REQUIREMENT → From the first line to the last, copy the data exactly.

THE INPUT →

--

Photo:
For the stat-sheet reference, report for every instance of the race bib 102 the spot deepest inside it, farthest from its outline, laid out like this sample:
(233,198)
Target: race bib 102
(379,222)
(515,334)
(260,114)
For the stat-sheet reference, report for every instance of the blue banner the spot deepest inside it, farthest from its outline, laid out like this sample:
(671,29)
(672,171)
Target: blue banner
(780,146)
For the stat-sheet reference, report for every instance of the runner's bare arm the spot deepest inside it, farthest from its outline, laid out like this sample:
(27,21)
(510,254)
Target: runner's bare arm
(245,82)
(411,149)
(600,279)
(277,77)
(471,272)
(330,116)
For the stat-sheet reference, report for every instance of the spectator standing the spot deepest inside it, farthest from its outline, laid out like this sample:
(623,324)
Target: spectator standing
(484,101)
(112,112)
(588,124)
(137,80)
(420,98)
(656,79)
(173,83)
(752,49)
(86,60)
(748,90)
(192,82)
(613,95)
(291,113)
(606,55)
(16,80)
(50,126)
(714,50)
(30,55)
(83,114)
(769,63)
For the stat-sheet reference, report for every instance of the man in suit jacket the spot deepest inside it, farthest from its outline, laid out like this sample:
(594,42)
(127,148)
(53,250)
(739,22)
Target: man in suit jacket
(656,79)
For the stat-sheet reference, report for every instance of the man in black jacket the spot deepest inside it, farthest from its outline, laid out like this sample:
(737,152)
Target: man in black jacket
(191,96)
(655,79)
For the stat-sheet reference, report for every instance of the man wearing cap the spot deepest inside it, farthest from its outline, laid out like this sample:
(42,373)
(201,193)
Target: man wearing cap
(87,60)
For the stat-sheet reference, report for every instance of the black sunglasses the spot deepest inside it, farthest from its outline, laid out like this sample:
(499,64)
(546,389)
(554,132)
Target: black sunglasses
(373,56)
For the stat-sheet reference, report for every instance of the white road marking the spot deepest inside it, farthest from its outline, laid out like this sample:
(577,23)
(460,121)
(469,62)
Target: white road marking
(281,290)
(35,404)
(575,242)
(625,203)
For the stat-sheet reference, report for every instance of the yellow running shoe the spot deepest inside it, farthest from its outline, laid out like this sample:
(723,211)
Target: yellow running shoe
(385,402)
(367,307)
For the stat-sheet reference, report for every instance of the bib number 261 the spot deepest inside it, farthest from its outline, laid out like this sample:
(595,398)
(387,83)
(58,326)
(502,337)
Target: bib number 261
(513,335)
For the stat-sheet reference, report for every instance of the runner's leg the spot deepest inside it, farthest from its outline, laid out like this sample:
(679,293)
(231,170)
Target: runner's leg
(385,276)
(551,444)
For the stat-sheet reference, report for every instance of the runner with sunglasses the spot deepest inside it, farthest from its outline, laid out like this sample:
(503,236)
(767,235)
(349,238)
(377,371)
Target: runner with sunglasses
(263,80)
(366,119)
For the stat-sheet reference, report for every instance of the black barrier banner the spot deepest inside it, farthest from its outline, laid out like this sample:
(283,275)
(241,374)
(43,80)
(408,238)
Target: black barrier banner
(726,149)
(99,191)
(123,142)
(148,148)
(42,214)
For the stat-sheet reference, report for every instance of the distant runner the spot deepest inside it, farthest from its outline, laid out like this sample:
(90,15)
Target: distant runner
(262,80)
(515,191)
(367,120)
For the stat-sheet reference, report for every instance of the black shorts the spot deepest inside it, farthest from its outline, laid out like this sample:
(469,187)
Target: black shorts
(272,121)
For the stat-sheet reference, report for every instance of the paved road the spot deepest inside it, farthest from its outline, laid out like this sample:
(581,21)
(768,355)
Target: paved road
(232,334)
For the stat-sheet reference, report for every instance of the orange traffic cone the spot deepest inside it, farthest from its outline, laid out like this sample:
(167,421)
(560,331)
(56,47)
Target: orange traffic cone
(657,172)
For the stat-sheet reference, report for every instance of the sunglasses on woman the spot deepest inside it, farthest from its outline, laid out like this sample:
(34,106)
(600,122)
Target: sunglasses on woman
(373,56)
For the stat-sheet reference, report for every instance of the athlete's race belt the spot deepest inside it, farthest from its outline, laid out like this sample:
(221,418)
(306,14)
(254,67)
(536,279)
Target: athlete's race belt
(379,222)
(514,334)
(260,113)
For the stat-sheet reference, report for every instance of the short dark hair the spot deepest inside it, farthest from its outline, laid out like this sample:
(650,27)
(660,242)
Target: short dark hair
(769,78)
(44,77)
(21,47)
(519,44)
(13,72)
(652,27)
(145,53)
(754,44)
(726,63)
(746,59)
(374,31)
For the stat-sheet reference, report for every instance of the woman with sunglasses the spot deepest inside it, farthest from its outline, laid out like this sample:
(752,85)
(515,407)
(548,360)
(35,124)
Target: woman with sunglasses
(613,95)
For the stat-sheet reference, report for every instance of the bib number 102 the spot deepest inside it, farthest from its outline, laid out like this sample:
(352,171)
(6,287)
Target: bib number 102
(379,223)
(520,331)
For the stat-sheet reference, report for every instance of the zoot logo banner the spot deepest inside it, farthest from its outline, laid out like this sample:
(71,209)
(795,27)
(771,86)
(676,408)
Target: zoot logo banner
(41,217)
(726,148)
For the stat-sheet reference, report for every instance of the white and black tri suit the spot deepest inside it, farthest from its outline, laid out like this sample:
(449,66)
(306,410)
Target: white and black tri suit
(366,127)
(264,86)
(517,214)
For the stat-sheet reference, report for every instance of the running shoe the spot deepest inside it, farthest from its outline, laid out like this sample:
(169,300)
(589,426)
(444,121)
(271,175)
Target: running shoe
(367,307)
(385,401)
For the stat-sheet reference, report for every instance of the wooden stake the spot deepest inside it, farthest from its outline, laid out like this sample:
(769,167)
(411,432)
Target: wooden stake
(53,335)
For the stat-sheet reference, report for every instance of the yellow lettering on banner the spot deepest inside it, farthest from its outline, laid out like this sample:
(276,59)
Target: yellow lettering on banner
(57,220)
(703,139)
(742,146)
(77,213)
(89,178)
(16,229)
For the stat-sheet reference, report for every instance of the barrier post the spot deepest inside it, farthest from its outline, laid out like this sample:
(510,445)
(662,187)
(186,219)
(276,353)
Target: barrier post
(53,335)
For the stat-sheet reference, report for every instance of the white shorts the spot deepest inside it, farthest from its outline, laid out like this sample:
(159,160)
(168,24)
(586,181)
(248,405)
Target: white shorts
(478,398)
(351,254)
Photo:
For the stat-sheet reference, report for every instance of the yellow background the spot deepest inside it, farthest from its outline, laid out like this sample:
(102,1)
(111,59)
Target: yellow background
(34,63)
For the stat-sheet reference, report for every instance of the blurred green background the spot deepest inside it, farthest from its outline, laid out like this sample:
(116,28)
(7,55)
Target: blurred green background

--

YOUR SOLUTION →
Photo:
For the stat-sheet reference, report for every instance of the race bib 102 the spot deepest inside it, farthest from its outline, laid out like this sample:
(233,198)
Target: race bib 102
(379,222)
(515,334)
(260,114)
For the stat-sheet reference, report for every instance of the blue banner the spot deepest inside it, farthest from its outline, laid out like this sample:
(671,29)
(672,171)
Target: blue banner
(780,146)
For the stat-sheet reference, report for every instance of the runner's bare arm the spot deepest inside it, farthest from its outline, laid out like this sample:
(27,21)
(510,254)
Target: runner's bare arm
(245,82)
(411,149)
(600,279)
(277,77)
(471,272)
(330,116)
For the stat-sheet reference, report for every instance of the spectator standing the spot deepest inside it, farthest from its outline, laid out like this sample:
(623,324)
Target: spectator standing
(484,101)
(112,112)
(588,124)
(137,80)
(420,98)
(656,79)
(173,83)
(752,49)
(86,60)
(748,90)
(192,82)
(613,95)
(291,113)
(606,55)
(16,80)
(50,126)
(714,50)
(30,55)
(83,114)
(769,63)
For the stat-sheet reference, report for every instance of the man in suit jacket the spot deepest inside it, farthest from its outline, laid out like this sample:
(594,42)
(127,148)
(53,250)
(739,22)
Target: man in suit jacket
(656,79)
For the stat-sheet reference, report for every instance of the man in black jacket the spot deepest inside it, farthest from its outline, laid out like this sample:
(737,152)
Target: man in black jacket
(191,96)
(655,79)
For the stat-sheet reference, report for every instance of the man wearing cap the spot deepest inside it, farthest from its outline, laid out like this sample:
(42,373)
(201,193)
Target: man wearing cap
(87,60)
For the stat-sheet reference, report for every instance of the black sunglasses the spot deepest inside it, farthest from its outline, laid out like this sample:
(499,64)
(546,389)
(554,132)
Target: black sunglasses
(373,56)
For the stat-sheet reference, report for every instance of the white road marking the spot deepest inside it, farthest from its outline, laid out like this sample:
(577,23)
(460,121)
(469,62)
Target: white road marking
(281,290)
(35,404)
(575,242)
(625,203)
For the stat-sheet reference, report for every instance of the yellow running shoe the spot deepest inside it, farthest from its outline, laid out like this sample:
(723,211)
Target: yellow running shoe
(385,402)
(367,307)
For the stat-sheet reference, report for every instance of the bib number 261 the spot deepest inside it, farthest from its outline, laid out like this sample:
(595,398)
(387,83)
(58,326)
(502,337)
Target: bib number 261
(513,335)
For the stat-sheet reference, report for every instance of the runner's leg the spot deepest inside it, farthest from its outline, laid out like this sample:
(679,293)
(231,170)
Target: runner's leg
(385,276)
(551,444)
For the stat-sheet reference, report for every instance of the runner with sunglasses the spot deepest inside it, farthest from its outline, laid out like this sample:
(503,236)
(767,235)
(349,238)
(377,371)
Target: runner with sunglasses
(263,80)
(366,119)
For the stat-sheet reference, report for every instance of the black barrier banner the spot deepest inside it, farthest from its outline, laid out like this sample:
(283,275)
(241,374)
(43,80)
(408,238)
Target: black barrier banner
(726,149)
(99,191)
(123,142)
(148,148)
(42,214)
For the stat-sheet reference, report for every instance of the distant runner the spot deepest inside it, farthest from its outline, laid out like this sample:
(90,15)
Target: distant runner
(262,80)
(515,191)
(367,120)
For the stat-sheet reference, report for every instance of the black shorts the spot deepest inside it, farthest from its outline, laid out like this sample:
(469,187)
Target: black shorts
(272,121)
For the stat-sheet reference, report for every instance of the paved road the spot deepest inside it, farthest from its outline, laid out like this sample:
(581,21)
(768,355)
Target: paved road
(232,334)
For the stat-sheet reference, report for every instance of the orange traffic cone the spot deepest inside it, farthest from its outline, laid out like this sample:
(167,421)
(560,331)
(56,47)
Target: orange traffic cone
(657,172)
For the stat-sheet reference, report for every instance of the sunglasses on woman the spot deepest inside it, farthest from its outline, laid out like this sample:
(34,106)
(600,122)
Target: sunglasses on woman
(373,56)
For the stat-sheet reference, report for every instance of the athlete's race belt the spot deepest inside it, farthest from its outline, laid out like this sample:
(221,418)
(306,14)
(254,67)
(536,279)
Target: athlete's race belt
(379,222)
(514,334)
(260,113)
For the stat-sheet reference, report for every instance of the short dark hair the spot deepest inside it, farthest from its outline, laid out like this sample:
(650,27)
(660,242)
Target: short dark hair
(769,78)
(44,77)
(21,47)
(519,44)
(13,72)
(652,27)
(145,53)
(754,44)
(726,63)
(746,59)
(374,31)
For the stat-sheet reference, report for every instance of the woman with sunglasses the spot deepest inside it, farthest from its outline, laid out like this sample:
(752,85)
(515,407)
(548,360)
(35,124)
Target: woman with sunglasses
(613,95)
For the stat-sheet reference, report for every instance of the bib number 102 the spot deepest inside it, farthest from its outline, laid out like this sample:
(352,171)
(6,287)
Target: bib number 102
(379,223)
(520,331)
For the stat-sheet reference, report for every instance of the zoot logo banner the spot deepest inside it, farthest from its outline, laid out like this sample:
(71,209)
(795,27)
(771,86)
(676,408)
Target: zoot logo banner
(41,217)
(726,148)
For the stat-sheet reference, report for every instance of the white and black tri suit the spot deepest inside it, farthest from its outline, laid out like this sample:
(449,66)
(306,410)
Target: white and black tri suit
(366,127)
(264,86)
(517,214)
For the stat-sheet reference, report for every instance of the running shoe the spot deepest inside it, farthest from its outline, laid out like this sample:
(169,300)
(589,426)
(444,121)
(271,175)
Target: running shoe
(367,307)
(385,401)
For the stat-sheet reference, report for every instance of the wooden stake the spot deepest inside it, farthest from its outline, laid out like this sample:
(769,167)
(411,432)
Target: wooden stake
(53,335)
For the stat-sheet reference, report for every instance of the yellow lettering on banner the spot deepest inside it, farthest from its outline, laid out like this sample:
(276,59)
Target: yellow lettering on banner
(57,220)
(703,139)
(742,146)
(77,213)
(89,178)
(16,229)
For the stat-sheet reference, report for every instance of the barrier post the spot deepest inside it, farthest from its outline, laid out like this sample:
(510,445)
(662,187)
(186,219)
(276,353)
Target: barrier post
(53,335)
For the stat-sheet reference, report for every instance of the white shorts the spot deepest inside it, farthest from its outline, laid out like this sample:
(159,160)
(168,24)
(586,181)
(248,405)
Target: white shorts
(478,398)
(351,254)
Photo:
For the stat-sheet reference, report for every instance of the yellow background the spot deepest inside it, farthest from its outline, laid out like this sample:
(102,1)
(111,59)
Target: yellow background
(34,63)
For the stat-sheet reference, report for every instance of the blurred green background the spot deepest inside it, farthest from its outline, laid out like this sample:
(116,28)
(7,55)
Target: blurred green background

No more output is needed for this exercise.